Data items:
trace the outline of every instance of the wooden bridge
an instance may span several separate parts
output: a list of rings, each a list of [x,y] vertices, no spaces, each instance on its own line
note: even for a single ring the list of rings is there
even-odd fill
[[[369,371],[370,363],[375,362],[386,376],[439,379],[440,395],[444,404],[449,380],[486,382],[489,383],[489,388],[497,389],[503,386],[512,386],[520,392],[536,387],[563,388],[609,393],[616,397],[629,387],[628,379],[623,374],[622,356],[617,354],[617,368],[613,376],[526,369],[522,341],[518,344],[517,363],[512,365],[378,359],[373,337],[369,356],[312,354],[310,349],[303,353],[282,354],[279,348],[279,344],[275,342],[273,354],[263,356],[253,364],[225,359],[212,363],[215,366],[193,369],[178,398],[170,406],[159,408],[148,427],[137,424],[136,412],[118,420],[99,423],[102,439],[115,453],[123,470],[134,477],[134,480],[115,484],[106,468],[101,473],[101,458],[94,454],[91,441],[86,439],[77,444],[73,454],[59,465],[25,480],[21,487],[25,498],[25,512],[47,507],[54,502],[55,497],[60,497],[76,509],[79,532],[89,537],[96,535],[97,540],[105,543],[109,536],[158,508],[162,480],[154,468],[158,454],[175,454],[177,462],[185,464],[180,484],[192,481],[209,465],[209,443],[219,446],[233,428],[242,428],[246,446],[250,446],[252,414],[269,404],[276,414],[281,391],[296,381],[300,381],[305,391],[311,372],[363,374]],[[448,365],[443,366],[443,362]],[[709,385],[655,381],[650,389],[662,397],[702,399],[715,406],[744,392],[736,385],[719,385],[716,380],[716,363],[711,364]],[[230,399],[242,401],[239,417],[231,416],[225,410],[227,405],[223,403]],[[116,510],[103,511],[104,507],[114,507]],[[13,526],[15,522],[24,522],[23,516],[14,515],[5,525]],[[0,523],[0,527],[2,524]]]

TASK DETAILS:
Please write out the records again, substituting "stone bridge" for "wooden bridge" and leaving everything else unchanged.

TASK OUTPUT:
trace the outline of every instance of the stone bridge
an instance may span several separate parts
output: a list of rings, each a list of [x,y] vertices, no spaces, each instance on its own line
note: even for a single ring the list of rings is there
even-odd fill
[[[369,371],[370,363],[375,362],[386,376],[439,379],[440,395],[444,404],[449,380],[486,382],[489,383],[489,388],[497,389],[503,386],[512,386],[520,392],[536,387],[563,388],[609,393],[616,397],[629,387],[628,379],[623,374],[622,356],[617,354],[617,368],[613,376],[526,369],[522,341],[518,344],[517,363],[512,365],[378,359],[373,337],[369,356],[312,354],[310,349],[303,353],[282,354],[279,348],[279,344],[275,342],[273,354],[263,356],[253,364],[225,359],[212,363],[215,366],[193,369],[178,398],[170,406],[159,408],[148,427],[137,424],[136,412],[118,420],[99,423],[102,439],[115,453],[123,470],[134,477],[134,480],[115,484],[106,468],[101,473],[101,458],[94,454],[91,441],[86,439],[77,444],[73,454],[59,465],[25,480],[21,487],[25,498],[25,512],[47,507],[54,502],[55,497],[60,497],[76,509],[79,532],[89,537],[96,535],[97,540],[105,543],[109,536],[158,508],[162,480],[154,468],[158,454],[175,454],[177,462],[185,464],[180,484],[192,481],[209,465],[209,443],[219,446],[233,428],[242,428],[246,446],[250,446],[252,414],[269,404],[276,414],[281,391],[296,381],[300,381],[305,391],[311,372],[363,374]],[[448,365],[443,366],[443,362]],[[709,385],[655,381],[650,389],[662,397],[702,399],[715,406],[744,392],[736,385],[719,385],[716,380],[716,363],[711,364]],[[230,399],[242,401],[239,417],[231,416],[225,410],[227,405],[223,403]],[[116,510],[103,511],[104,507],[114,507]],[[13,526],[15,522],[24,522],[23,516],[14,515],[5,525]],[[0,523],[0,527],[2,524]]]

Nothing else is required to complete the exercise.